> _Supplied text_:

>>>

Why does Denmark want a reform?

Immigration has long been a dominant theme in Danish politics. In the late 1990s, the Danish People’s Party (DPP) began to denounce immigration, multiculturalism and Islam as alien to Danish society and values. Since 2001, the DPP has supported various minority coalition governments and gained extensive influence on Denmark’s immigration policy, which is now one of the most restrictive in Europe.

Critique of the ECHR is not new in Denmark, where much debate has focused on the influence of the Convention on the deportation of the foreign criminals. In May 2016, the Danish Supreme Court delivered a judgment which reignited the debate, by preventing the deportation of a notorious convicted criminal and Croatian national, Gimi Levakovic. Despite Levakovic’s egregious criminal record, the Supreme Court found that his deportation would constitute a disproportionate interference with his right to respect for private and family life – protected both under EU law and ECHR. The Court justified its decision by emphasising that Levakovic had no real ties to Croatia, which he had not visited since he came Denmark at the age of three. It further noted that Levakovic had four children in Denmark, two of which were minors under his sole custody.

The decision by the Supreme Court caused a maelstrom. Public outrage was fuelled by the fact that Levakovic was a household name, after he had appeared on a 2015 Danish TV documentary, controversially titled: ‘The gypsy boss and his notorious family’. Politicians across the political spectrum have since called for reform of the European human rights system. The current minority centre-right coalition, consisting of three parties and supported by the DPP, adopted a political agreement in November 2016, which stated the need to:

critically review the way in which the dynamic interpretation of the European Court of Human Rights has broadened the scope of parts of the European Convention on Human Rights…

What would the reform entail?

<<<

> _Problems and tasks_:
1. According to the Denmark reform text, how old was Gimi Levakovic when he came to Denmark?
2. Continue the Denmark reform text from its final line, the heading "What would the reform entail?"

> _Extracted data entries_:

>>>

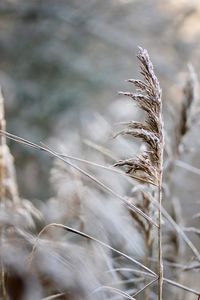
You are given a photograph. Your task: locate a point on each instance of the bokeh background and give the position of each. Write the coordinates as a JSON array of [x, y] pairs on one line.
[[60, 58]]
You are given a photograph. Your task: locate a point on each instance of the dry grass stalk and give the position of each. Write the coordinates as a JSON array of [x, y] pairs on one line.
[[149, 165]]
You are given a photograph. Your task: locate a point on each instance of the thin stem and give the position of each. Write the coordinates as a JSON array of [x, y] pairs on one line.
[[160, 259]]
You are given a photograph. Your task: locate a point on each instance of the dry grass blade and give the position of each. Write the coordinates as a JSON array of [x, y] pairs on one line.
[[102, 185], [145, 287], [149, 164], [90, 238], [115, 290]]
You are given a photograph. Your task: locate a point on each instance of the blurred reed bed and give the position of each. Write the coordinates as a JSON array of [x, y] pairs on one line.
[[112, 224]]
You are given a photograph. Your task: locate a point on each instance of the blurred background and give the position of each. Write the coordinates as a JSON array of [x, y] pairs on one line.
[[60, 58]]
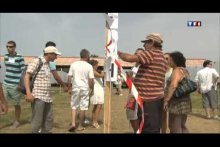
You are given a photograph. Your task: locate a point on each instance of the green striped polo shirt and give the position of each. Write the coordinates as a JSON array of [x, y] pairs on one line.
[[14, 66]]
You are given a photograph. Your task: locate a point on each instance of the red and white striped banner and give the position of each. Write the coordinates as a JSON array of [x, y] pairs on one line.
[[111, 47]]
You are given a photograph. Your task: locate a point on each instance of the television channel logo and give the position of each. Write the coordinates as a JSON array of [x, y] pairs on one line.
[[194, 23]]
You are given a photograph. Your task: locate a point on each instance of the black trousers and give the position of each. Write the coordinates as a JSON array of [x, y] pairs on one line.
[[152, 116]]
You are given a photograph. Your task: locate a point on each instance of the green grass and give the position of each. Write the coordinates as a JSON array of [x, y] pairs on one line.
[[62, 114]]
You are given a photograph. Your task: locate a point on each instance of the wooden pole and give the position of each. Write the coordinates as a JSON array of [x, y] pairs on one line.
[[107, 102]]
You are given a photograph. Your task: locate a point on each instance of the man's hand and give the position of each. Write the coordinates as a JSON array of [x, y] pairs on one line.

<<<

> _Task-by-task outputs_:
1. He came to Denmark at the age of three.

2.
The objective of the Danish Government’s proposed reform is somewhat unclear. The Government has published a list priorities, which include:

  1. The European human rights system in a future Europe
  2. Equal opportunities
  3. Involvement of children and young people in democracy
  4. Changing attitudes and prejudices about persons with disabilities
  5. Combating torture

The Minister of Justice has explained that the Government will use the chairmanship to focus on the European Court of Human Rights’ (ECtHR) dynamic interpretation of the Convention, which he thinks has gone too far. At a conference hosted by Copenhagen University, he referred to a controversial opinion poll showing limited public support for continued membership of the ECHR – unless it is reformed. This sentiment was reiterated by the Danish Prime Minister during a recent visit to Denmark by the CoE Secretary General, Thorbjørn Jagland. The Prime Minister said:

In Denmark… we have a critical debate about the expansive interpretation by the European Court of Human Rights, in particular on the question of the deportation of foreign criminals. It does not resonate with the general public understanding of human rights when hard core criminals cannot be deported. And I must admit, I cannot understand it…

He also suggested that national governments should have better means to influence the ECtHR’s interpretation of the ECHR. It is not, however, clear what he meant by this suggestion. The Prime Minister announced that the Government intends to propose a follow-up on the Brighton Declaration, which led to Protocol 15 introducing several amendments to the ECHR, including preambular references to the ‘principle of subsidiarity’ and the ‘doctrine of the margin of appreciation’. These amendments will enter into force once all CoE Member States have expressed their consent. According to the Danish Prime Minister, a declaration adopted under the Danish chairmanship would emphasise respect for local practices and the possibility for third party intervention in cases before the ECtHR.

Is there a need for reform?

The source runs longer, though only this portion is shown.